Alıştırma Yönergesi → "Extract person drinking" ifadesini içeren satırdan malzemenin sonuna kadar, iki uç da dahil olmak üzere bütün satırları, istekler de dahil olmak üzere yeniden yazın. Bunu yaparken yalnızca yanıtlardaki kutu koordinatlarının her birine 16 ekleyin ve isteklerin metnini değiştirmeyin.

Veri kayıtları
^^^^^^^^^^^^^^^^
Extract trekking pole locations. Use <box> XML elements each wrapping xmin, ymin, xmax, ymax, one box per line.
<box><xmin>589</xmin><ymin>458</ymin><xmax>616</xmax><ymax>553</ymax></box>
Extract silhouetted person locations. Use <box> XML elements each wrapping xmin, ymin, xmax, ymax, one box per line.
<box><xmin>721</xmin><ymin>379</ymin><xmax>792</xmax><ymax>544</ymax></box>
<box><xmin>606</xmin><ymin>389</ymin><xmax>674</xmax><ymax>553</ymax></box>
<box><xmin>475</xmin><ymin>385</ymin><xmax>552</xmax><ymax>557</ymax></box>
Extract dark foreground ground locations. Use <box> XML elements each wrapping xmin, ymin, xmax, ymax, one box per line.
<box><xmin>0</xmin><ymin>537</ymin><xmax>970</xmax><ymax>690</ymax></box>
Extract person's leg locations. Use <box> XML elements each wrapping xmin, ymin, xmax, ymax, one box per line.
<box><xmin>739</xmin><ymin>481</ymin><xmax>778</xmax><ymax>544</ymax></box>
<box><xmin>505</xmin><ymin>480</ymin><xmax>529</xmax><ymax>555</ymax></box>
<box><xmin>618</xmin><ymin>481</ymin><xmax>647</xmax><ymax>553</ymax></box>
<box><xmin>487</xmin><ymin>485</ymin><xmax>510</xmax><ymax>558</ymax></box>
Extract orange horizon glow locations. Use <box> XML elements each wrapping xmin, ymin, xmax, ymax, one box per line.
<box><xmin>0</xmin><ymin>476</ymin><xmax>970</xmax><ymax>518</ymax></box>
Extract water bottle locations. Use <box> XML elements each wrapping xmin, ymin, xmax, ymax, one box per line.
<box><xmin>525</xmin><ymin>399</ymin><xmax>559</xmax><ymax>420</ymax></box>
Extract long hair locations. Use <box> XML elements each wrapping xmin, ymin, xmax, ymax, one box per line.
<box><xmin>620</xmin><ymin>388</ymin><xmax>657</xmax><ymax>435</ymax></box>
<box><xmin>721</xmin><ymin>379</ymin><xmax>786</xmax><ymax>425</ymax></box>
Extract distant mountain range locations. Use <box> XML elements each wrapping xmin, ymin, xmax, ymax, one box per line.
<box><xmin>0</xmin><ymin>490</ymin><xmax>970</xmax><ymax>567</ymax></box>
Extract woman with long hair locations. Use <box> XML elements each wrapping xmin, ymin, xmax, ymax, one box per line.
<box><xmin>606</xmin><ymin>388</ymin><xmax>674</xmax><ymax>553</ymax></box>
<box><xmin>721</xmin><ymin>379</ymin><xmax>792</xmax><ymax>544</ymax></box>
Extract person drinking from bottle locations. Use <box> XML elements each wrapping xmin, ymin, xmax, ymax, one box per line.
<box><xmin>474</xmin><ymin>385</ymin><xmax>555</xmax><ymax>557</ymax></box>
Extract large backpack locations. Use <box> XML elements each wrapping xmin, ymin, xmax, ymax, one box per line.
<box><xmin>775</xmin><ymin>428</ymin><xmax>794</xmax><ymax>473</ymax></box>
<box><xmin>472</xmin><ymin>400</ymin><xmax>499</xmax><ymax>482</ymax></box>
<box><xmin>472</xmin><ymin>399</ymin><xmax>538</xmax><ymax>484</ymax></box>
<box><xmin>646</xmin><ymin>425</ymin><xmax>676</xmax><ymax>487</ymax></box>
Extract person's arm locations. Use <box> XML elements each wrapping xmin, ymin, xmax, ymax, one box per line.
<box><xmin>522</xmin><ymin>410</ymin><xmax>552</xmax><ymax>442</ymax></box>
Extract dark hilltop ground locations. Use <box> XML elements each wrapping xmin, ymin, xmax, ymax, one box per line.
^^^^^^^^^^^^^^^^
Tam Çözüm →
Extract person drinking from bottle locations. Use <box> XML elements each wrapping xmin, ymin, xmax, ymax, one box per line.
<box><xmin>490</xmin><ymin>401</ymin><xmax>571</xmax><ymax>573</ymax></box>
Extract large backpack locations. Use <box> XML elements each wrapping xmin, ymin, xmax, ymax, one box per line.
<box><xmin>791</xmin><ymin>444</ymin><xmax>810</xmax><ymax>489</ymax></box>
<box><xmin>488</xmin><ymin>416</ymin><xmax>515</xmax><ymax>498</ymax></box>
<box><xmin>488</xmin><ymin>415</ymin><xmax>554</xmax><ymax>500</ymax></box>
<box><xmin>662</xmin><ymin>441</ymin><xmax>692</xmax><ymax>503</ymax></box>
Extract person's arm locations. Use <box> XML elements each wrapping xmin, ymin, xmax, ymax, one box per line.
<box><xmin>538</xmin><ymin>426</ymin><xmax>568</xmax><ymax>458</ymax></box>
Extract dark hilltop ground locations. Use <box> XML elements each wrapping xmin, ymin, xmax, ymax, one box per line.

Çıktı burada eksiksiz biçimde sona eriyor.